» **Given request a**:
In the blog post on managing fear, give the passage starting at "However, they misunderstand" and ending at "in undesirable ways." with "general public" replaced by "wider public".

» **Document excerpt**:
'''

Warrior Scholar Ideal Blog: Managing Fear 002

Feb 24, 2024

 

In the next few blogs, we’re going to cover one of the most important topics that occurs the minds and bodies of 99.9% of the human population and that is fear.

 

We’re going to discuss fear from the perspective of what it is, how to understand it, and how to reframe (cognitive reframing) fear in your mind. We’re also as we go long offer methods, we use to not only help people manage fear but steps that we use ourselves to push past our own fears.

 

Now, because we are also self-defense instructors we view these things primarily through that lens, so the focus is going to be on how to develop a stoic mindset towards danger especially if one finds themselves having to face a situation where in a split second you have to summon the courage and the will to take action.

 

This understanding is different than those who merely discuss the Warrior Scholar ethos from a purely philosophical / academic, or even historical context. While such discussions are important and an integral part of developing the proper mindset and an aspect found wanting in many martial arts systems. I can tell you that since the book The Warrior Scholar Ideal Revisited, was published some have offered, not so much criticisms, but observations that the concept of the warrior scholar, its virtues and ethos is not new.

 

However, they misunderstand that the book does not attempt to rewrite what has already been covered over thousands of years but instead offers a fresh look at an old idea by pushing the concept out of the corridors of military establishments and literature and into the conscious of the general public for the man or woman who wishes to understand the true nature of for example, fear, and develop a process to overcome fears that have shaped their behavior in undesirable ways.

'''

[Items from a data source]
'''

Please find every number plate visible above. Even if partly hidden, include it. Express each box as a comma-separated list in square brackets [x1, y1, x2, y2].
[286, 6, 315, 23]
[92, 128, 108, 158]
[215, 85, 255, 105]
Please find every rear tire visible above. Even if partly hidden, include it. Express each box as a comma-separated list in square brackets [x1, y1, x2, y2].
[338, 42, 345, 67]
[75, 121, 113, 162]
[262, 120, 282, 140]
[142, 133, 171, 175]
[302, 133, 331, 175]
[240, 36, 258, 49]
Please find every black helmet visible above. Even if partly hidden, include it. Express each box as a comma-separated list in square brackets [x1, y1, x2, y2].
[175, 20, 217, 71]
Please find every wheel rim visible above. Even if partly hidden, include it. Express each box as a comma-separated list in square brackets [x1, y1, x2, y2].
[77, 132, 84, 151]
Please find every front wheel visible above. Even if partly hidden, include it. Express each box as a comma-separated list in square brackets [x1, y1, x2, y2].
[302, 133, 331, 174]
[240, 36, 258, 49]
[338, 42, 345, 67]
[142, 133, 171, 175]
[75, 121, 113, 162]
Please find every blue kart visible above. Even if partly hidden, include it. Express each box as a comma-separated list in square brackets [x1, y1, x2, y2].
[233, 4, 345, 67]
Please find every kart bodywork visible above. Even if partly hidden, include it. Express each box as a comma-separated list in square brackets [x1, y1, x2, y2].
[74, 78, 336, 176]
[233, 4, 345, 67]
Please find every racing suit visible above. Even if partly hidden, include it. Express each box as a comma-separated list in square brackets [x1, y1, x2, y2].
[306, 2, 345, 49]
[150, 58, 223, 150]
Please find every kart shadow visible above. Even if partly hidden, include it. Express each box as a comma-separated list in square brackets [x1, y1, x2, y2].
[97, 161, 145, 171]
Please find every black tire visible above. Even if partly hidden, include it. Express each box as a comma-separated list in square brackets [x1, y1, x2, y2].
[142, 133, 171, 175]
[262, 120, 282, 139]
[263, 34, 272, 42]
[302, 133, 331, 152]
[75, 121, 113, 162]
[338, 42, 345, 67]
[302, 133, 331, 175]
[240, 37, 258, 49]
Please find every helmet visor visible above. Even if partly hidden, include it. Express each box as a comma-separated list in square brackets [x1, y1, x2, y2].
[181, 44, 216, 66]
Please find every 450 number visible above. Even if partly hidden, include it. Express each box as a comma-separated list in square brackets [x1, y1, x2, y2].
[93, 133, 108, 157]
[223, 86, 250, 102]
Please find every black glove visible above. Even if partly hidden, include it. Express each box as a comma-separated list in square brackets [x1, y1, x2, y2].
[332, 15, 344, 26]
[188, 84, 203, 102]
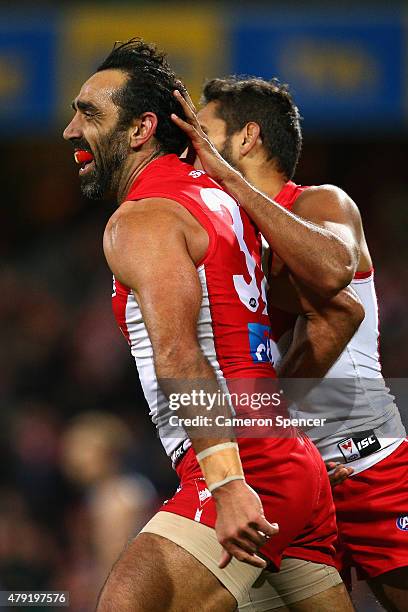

'''

» **Given request b**:
Copy the rows above exactly, starting at the first row and ending at the row that contains "[240, 37, 258, 49]".

» **Problem solution a**:
However, they misunderstand that the book does not attempt to rewrite what has already been covered over thousands of years but instead offers a fresh look at an old idea by pushing the concept out of the corridors of military establishments and literature and into the conscious of the wider public for the man or woman who wishes to understand the true nature of for example, fear, and develop a process to overcome fears that have shaped their behavior in undesirable ways.

» **Problem solution b**:
Please find every number plate visible above. Even if partly hidden, include it. Express each box as a comma-separated list in square brackets [x1, y1, x2, y2].
[286, 6, 315, 23]
[92, 128, 108, 158]
[215, 85, 255, 105]
Please find every rear tire visible above. Even if partly hidden, include it. Express each box as a comma-separated list in square brackets [x1, y1, x2, y2].
[338, 42, 345, 67]
[75, 121, 113, 162]
[262, 120, 282, 140]
[142, 133, 171, 175]
[302, 133, 331, 175]
[240, 36, 258, 49]
Please find every black helmet visible above. Even if partly hidden, include it. Express each box as a comma-separated list in square brackets [x1, y1, x2, y2].
[175, 20, 217, 71]
Please find every wheel rim visible above. Even if partly hidden, include it. Express each box as a comma-separated list in square brackets [x1, y1, x2, y2].
[77, 132, 84, 151]
Please find every front wheel visible above. Even if partly hidden, include it. Express each box as a comma-separated list in square brackets [x1, y1, x2, y2].
[302, 133, 331, 174]
[240, 36, 258, 49]
[338, 42, 345, 67]
[142, 133, 171, 175]
[75, 121, 113, 162]
Please find every blue kart visible above. Even if partly hidden, include it. Express each box as a comma-separated list in square brackets [x1, y1, x2, y2].
[233, 4, 345, 67]
Please find every kart bodywork visible above. Even if partly hidden, include it. Express each box as a comma-separated list in square brackets [x1, y1, x2, y2].
[74, 78, 336, 176]
[233, 4, 345, 67]
Please find every racing suit visible above. Even if partly hidden, include it. Express each box as a comma-separated list in square brackets [x1, y1, x2, y2].
[306, 2, 345, 49]
[150, 58, 223, 150]
Please find every kart shadow visible above. Even if partly hidden, include it. Express each box as a comma-separated list in square brackets [x1, y1, x2, y2].
[97, 161, 145, 171]
Please find every black tire visible above. Even if partly hidden, include it. Express each box as a comma-separated list in square brackets [x1, y1, x2, y2].
[142, 133, 171, 175]
[262, 120, 282, 139]
[263, 34, 272, 42]
[302, 133, 331, 152]
[75, 121, 113, 162]
[338, 42, 345, 67]
[302, 133, 331, 175]
[240, 37, 258, 49]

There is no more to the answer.